▶ **Set exercise**: Extract every line of the rows below verbatim, keeping each character, blank line and line break unchanged.

▶ **Material provided**:
— start —
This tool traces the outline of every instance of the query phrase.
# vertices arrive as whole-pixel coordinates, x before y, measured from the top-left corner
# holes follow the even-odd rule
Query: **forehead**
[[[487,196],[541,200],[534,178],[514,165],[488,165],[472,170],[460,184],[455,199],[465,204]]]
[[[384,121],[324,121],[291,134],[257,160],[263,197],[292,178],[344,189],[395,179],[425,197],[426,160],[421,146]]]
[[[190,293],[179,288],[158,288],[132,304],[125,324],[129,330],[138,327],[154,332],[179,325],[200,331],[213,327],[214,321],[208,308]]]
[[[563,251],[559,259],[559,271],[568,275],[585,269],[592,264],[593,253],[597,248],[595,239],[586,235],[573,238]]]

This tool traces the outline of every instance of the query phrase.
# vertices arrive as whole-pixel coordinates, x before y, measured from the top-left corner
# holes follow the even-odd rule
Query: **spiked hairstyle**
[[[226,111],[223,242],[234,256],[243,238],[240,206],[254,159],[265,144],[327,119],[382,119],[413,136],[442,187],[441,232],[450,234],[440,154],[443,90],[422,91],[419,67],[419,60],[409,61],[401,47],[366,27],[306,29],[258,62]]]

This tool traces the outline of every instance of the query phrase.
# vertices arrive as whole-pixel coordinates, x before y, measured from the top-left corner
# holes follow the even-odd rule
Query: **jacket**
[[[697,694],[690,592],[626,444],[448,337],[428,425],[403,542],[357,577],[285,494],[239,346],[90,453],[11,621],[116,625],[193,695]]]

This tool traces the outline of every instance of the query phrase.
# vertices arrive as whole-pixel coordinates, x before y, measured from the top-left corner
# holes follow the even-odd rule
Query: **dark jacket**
— end —
▶ **Result**:
This tool traces the outline of every instance of the query phrase.
# vertices arrive as whole-pixel coordinates, x before y, measured from the top-left corner
# holes follow the even-odd rule
Query: **forehead**
[[[487,196],[541,200],[534,178],[514,165],[488,165],[472,170],[460,184],[455,199],[465,204]]]
[[[384,121],[324,121],[291,134],[257,160],[263,197],[292,178],[344,189],[395,179],[425,197],[426,160],[421,146]]]
[[[190,293],[179,288],[158,288],[132,304],[125,324],[129,330],[138,327],[154,332],[179,325],[200,331],[213,327],[214,321],[208,308]]]
[[[563,251],[559,259],[559,271],[568,275],[585,269],[592,264],[593,253],[597,248],[595,239],[586,235],[573,238]]]

This tool traces the outline of every instance of the query phrase.
# vertices arrive as whole-pixel coordinates, x before y, measured from the top-left corner
# holes follow the even-odd rule
Query: **spiked hairstyle**
[[[226,111],[223,242],[234,256],[243,238],[240,206],[254,159],[265,144],[327,119],[382,119],[413,136],[442,187],[441,232],[450,234],[440,154],[443,90],[422,91],[419,67],[419,60],[409,61],[401,47],[366,27],[306,29],[258,62]]]

This tool traces the outline of every instance of the query phrase.
# vertices arrive as whole-pixel coordinates, x before y, measured from the top-left corner
# holes follow the even-odd rule
Query: **jacket**
[[[697,694],[690,592],[626,444],[448,337],[428,425],[403,542],[357,577],[285,494],[239,346],[90,453],[11,621],[116,625],[193,695]]]

This tool traces the outline of every instance of the query phrase.
# vertices arrive as whole-pixel coordinates, x before y, measured from the top-left corner
# holes follow the even-odd rule
Query: **dark jacket**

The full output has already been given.